*Esercizi*:
#1 Ricopia fedelmente dal brano il passo che comincia con "In quel tempo, Giovanni" e termina con "che significa Pietro.".
#2 Rispondi in breve a queste domande sul brano:
(a) A che ora circa i due discepoli rimasero con Gesù?
(b) Di chi era fratello Andrea?
(c) Quale data accompagna la citazione di Giovanni Paolo II?

*Brano di testo*:
▽

Il Vangelo del giorno

In quel tempo, Giovanni stava con due dei suoi discepoli e, fissando lo sguardo su Gesù che passava, disse: «Ecco l’agnello di Dio!». E i suoi due discepoli, sentendolo parlare così, seguirono Gesù.
Gesù allora si voltò e, osservando che essi lo seguivano, disse loro: «Che cosa cercate?». Gli risposero: «Rabbì – che, tradotto, significa maestro –, dove dimori?». Disse loro: «Venite e vedrete». Andarono dunque e videro dove egli dimorava e quel giorno rimasero con lui; erano circa le quattro del pomeriggio.
Uno dei due che avevano udito le parole di Giovanni e lo avevano seguito, era Andrea, fratello di Simon Pietro. Egli incontrò per primo suo fratello Simone e gli disse: «Abbiamo trovato il Messia» – che si traduce Cristo – e lo condusse da Gesù. Fissando lo sguardo su di lui, Gesù disse: «Tu sei Simone, il figlio di Giovanni; sarai chiamato Cefa» – che significa Pietro.

Medita

L’episodio narrato dall’evangelista Giovanni ci aiuta ad approfondire il clima del Natale di pace serena e di gioia profonda nel quale ci troviamo ancora immersi. Diceva il beato Giovanni Paolo II: «La festa del Natale è entrata nel costume come incontrastata ricorrenza di letizia e di bontà e come occasione e stimolo ad un pensiero gentile, ad un gesto di altruismo e di amore… Il significato è che, con la venuta di Cristo, l’intera storia umana ha trovato il suo sbocco, la sua spiegazione, la sua dignità. Dio ci si è fatto incontro in Cristo, perché noi potessimo avere acces­so a Lui. A ben guardare, la storia umana è un ininterrotto anelito verso la gioia, la bellezza, la giustizia, la pace. Sono realtà che soltanto in Dio possono trovarsi in pienez­za. Ebbene, il Natale ci reca l’annuncio che Dio ha deciso di superare le distanze, di valicare gli abissi ineffabili della sua trascendenza, di accostarsi a noi, fino a far sua la nostra vita, fino a farsi nostro fratello!» (Giovanni Paolo II, 23 dicembre 1981). Andrea e Giovanni, discepoli del Battista, non dimenticheranno mai l’incontro con il Rabbì della Galilea presso il fiume Giordano, indicato come «l’agnello di Dio». Nel vedere che lo seguivano, Gesù domandò loro: «Che cercate?». È una domanda profonda. Non dice: chi cercate, ma “che” cercate, cioè quali sono i vostri aneliti più profondi? Siete in cerca di che cosa? E una domanda che li pone “in gioco”, non li lascia indiffe­renti. E alla domanda essi rispondono con il desiderio di conoscerlo meglio, di stare con Lui. Quell’esperienza cam­bierà tutta la loro vita. Chi si affaccia un poco all’intimi­tà della conoscenza di Cristo non rimane indifferente. Lasciamo anche noi che il Dio che è disceso dal cielo e che giace inerme e povero in una mangiatoia faccia sorgere in noi la domanda: “Che cercate?”. La sua luce darà rispo­sta ai nostri aneliti più profondi.

△

*Dati forniti*:

▽

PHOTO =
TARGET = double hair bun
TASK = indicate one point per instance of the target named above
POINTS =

△
▽

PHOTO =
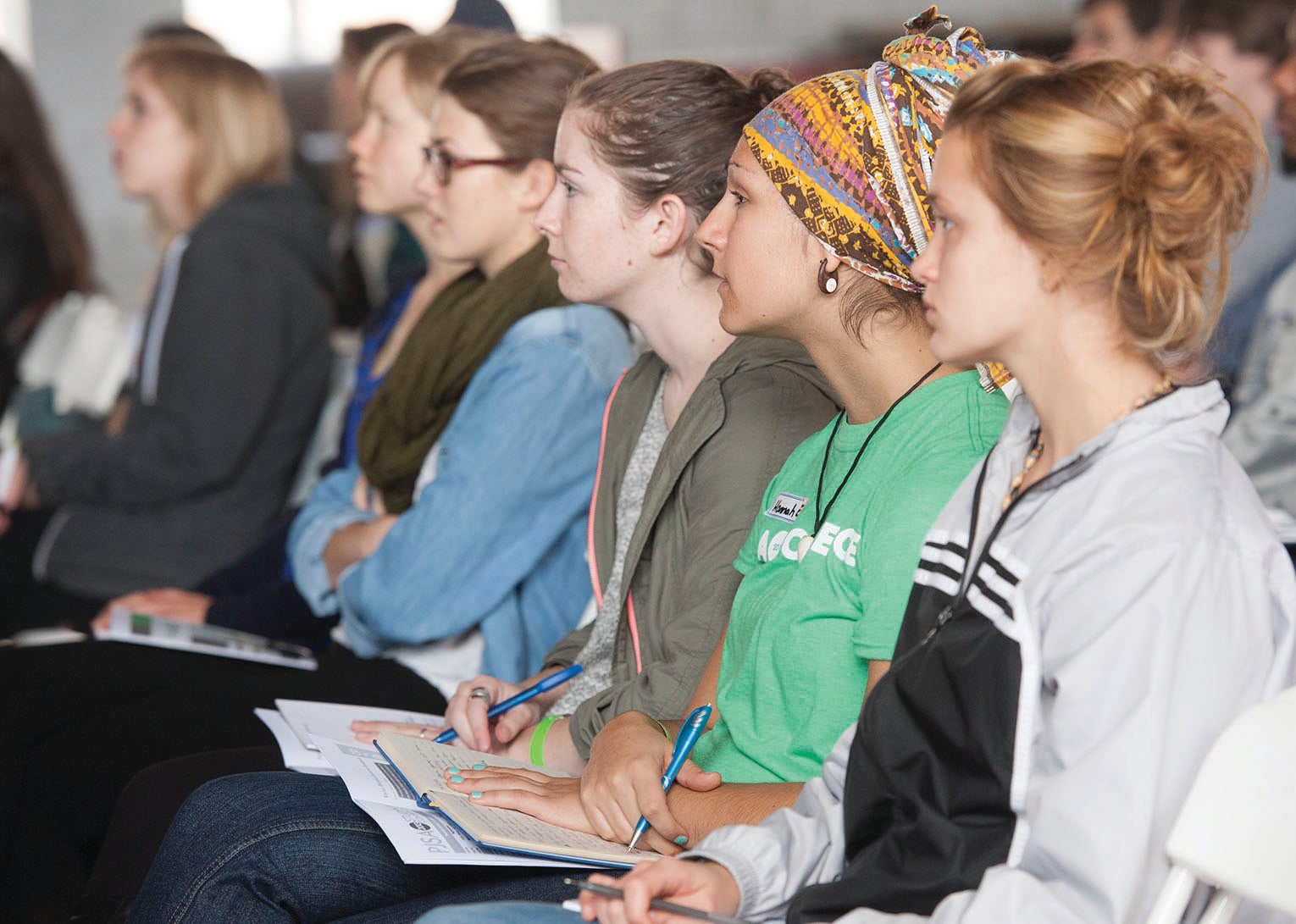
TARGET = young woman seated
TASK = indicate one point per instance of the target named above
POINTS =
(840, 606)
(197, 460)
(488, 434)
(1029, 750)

△

*Soluzioni per esercizio*:
#1
In quel tempo, Giovanni stava con due dei suoi discepoli e, fissando lo sguardo su Gesù che passava, disse: «Ecco l’agnello di Dio!». E i suoi due discepoli, sentendolo parlare così, seguirono Gesù.
Gesù allora si voltò e, osservando che essi lo seguivano, disse loro: «Che cosa cercate?». Gli risposero: «Rabbì – che, tradotto, significa maestro –, dove dimori?». Disse loro: «Venite e vedrete». Andarono dunque e videro dove egli dimorava e quel giorno rimasero con lui; erano circa le quattro del pomeriggio.
Uno dei due che avevano udito le parole di Giovanni e lo avevano seguito, era Andrea, fratello di Simon Pietro. Egli incontrò per primo suo fratello Simone e gli disse: «Abbiamo trovato il Messia» – che si traduce Cristo – e lo condusse da Gesù. Fissando lo sguardo su di lui, Gesù disse: «Tu sei Simone, il figlio di Giovanni; sarai chiamato Cefa» – che significa Pietro.

#2
(a) Verso le quattro del pomeriggio.
(b) Di Simon Pietro.
(c) Il 23 dicembre 1981.